Detection annotation records:
◆ ◆ ◆ ◆ ◆ ◆ ◆

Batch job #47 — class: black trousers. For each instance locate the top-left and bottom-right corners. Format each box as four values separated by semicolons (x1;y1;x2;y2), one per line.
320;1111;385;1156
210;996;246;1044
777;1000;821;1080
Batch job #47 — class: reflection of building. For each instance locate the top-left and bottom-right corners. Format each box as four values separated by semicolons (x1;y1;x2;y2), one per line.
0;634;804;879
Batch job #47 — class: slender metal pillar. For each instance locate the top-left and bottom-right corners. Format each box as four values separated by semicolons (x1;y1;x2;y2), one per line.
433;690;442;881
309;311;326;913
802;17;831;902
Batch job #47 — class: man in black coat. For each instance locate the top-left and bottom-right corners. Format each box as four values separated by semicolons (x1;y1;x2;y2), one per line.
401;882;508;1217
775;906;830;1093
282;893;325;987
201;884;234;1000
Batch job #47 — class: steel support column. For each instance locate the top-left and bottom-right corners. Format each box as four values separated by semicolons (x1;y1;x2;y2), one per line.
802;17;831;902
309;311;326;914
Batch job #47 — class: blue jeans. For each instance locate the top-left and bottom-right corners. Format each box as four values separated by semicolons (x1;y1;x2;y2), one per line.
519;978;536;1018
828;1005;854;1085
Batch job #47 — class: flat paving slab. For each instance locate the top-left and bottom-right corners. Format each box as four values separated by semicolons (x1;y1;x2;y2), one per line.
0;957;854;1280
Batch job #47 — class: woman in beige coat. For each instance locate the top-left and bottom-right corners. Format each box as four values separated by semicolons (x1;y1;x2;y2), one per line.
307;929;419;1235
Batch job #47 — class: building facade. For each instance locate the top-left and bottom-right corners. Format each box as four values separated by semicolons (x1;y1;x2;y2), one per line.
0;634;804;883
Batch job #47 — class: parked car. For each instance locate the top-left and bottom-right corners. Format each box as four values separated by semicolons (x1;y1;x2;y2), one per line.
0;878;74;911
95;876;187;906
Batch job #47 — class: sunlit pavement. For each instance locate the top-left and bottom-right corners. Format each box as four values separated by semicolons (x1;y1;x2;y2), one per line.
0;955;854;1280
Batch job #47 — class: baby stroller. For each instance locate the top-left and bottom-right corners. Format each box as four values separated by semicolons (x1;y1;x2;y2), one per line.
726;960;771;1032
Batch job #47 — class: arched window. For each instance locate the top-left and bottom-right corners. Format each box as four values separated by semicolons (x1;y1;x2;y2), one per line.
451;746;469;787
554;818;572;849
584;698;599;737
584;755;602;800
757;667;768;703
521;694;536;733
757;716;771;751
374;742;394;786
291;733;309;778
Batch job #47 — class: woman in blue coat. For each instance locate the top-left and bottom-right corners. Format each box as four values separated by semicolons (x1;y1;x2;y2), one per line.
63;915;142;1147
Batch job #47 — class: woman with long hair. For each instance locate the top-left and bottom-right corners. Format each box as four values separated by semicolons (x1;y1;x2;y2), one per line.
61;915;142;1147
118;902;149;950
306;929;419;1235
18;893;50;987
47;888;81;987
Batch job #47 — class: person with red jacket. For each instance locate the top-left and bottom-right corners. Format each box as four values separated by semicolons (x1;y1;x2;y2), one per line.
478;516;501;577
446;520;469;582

◆ ◆ ◆ ◆ ◆ ◆ ◆

■ Task directions ■
Copy every line of the records above without any changes.

■ Complete answer ■
Batch job #47 — class: black trousers. For each instance locate the top-left and bottom-right corners. Format each box as four values separated by semicolons (x1;y1;x2;y2), one per line.
320;1111;385;1156
210;996;246;1044
777;1000;821;1080
Batch job #47 — class: reflection of building. For each instance locate the top-left and bottom-right corners. Format each box as four values separated by semicolons (x1;y1;x2;y2), one per line.
0;634;804;879
Batch job #47 — class: slender metal pillar. For each instance locate the top-left and bottom-right corners. Format each box as four values separated by semicolons (x1;y1;x2;y2), one per line.
433;690;442;881
309;311;326;913
802;17;831;902
Batch job #47 — class: man in black coat. For each instance locate the top-left and bottom-right corners. Format each box as four values separated by semicolons (x1;y1;x2;y2), one per line.
401;882;508;1217
775;906;830;1093
282;893;325;987
201;884;234;1000
Batch job #47 — class: steel support column. For each instance locate the top-left and bottom-right corners. Format each box as four values separated by semicolons (x1;y1;x2;y2), one per line.
802;17;831;902
309;311;326;914
Batch job #47 — class: blue jeans. For each instance locate the top-left and bottom-right corners. Format each box as four values separated by semicolons (x1;y1;x2;y2), one per line.
519;978;536;1018
828;1005;854;1085
Batch job #47 — class: flat paving slab. For each instance locate the top-left and bottom-right corners. Format each box as four values separated by semicolons (x1;y1;x2;y2), one per line.
0;957;854;1280
Batch job #47 — class: woman in beige coat. For each instance locate the top-left and bottom-right corners. Format each box as four values separated by semicolons (x1;y1;x2;y2), one per line.
307;929;419;1235
Batch job #47 — class: building facade. For each instance locate the top-left and bottom-right corners. Format each box as four values separated by semicolons (x1;y1;x2;y2), one per line.
0;634;804;883
Batch job #47 — class: parked car. For each instance locate the top-left and bottom-right corners. Format each box as four values separated by semicolons (x1;y1;x2;y2), one per line.
0;878;74;911
95;876;187;906
Batch job #47 — class: sunlit pavement. For each instance locate the top-left and bottom-right corners. Format each box as four values separated by semicolons (x1;y1;x2;y2), one per line.
0;955;854;1280
Batch job #47 — class: baby stroller. For each instance locate the top-left and bottom-right corners. Format each box as four values separated by semicolons (x1;y1;x2;y2), one per line.
726;960;771;1032
Batch job #47 — class: arched window. For each instance locate the top-left and bottom-right corners. Format each box as four values separated by semicolons (x1;y1;x2;y2), one per line.
451;746;469;787
554;818;572;849
584;698;599;737
584;755;602;800
757;667;768;703
521;694;536;733
757;716;771;751
374;742;394;786
291;733;309;778
Batch job #47 — class: woman in blue coat. For each instance locate the top-left and bottom-right corners. Format each box as four values separated by semicolons (x1;y1;x2;y2), one per line.
63;915;142;1147
Batch job #47 — class: woman with long hair. For each instance locate the top-left and bottom-right corners. Format each box as four values separated by semicolons (x1;y1;x2;y2), one per line.
61;915;142;1147
118;902;149;950
306;929;419;1235
18;893;50;987
47;888;81;987
Batch job #47 — class: person with red jacket. For each instance locate the top-left and bottom-right corners. Format each box as four values separated by semicolons (x1;y1;x2;y2), one per line.
478;516;501;577
446;520;469;582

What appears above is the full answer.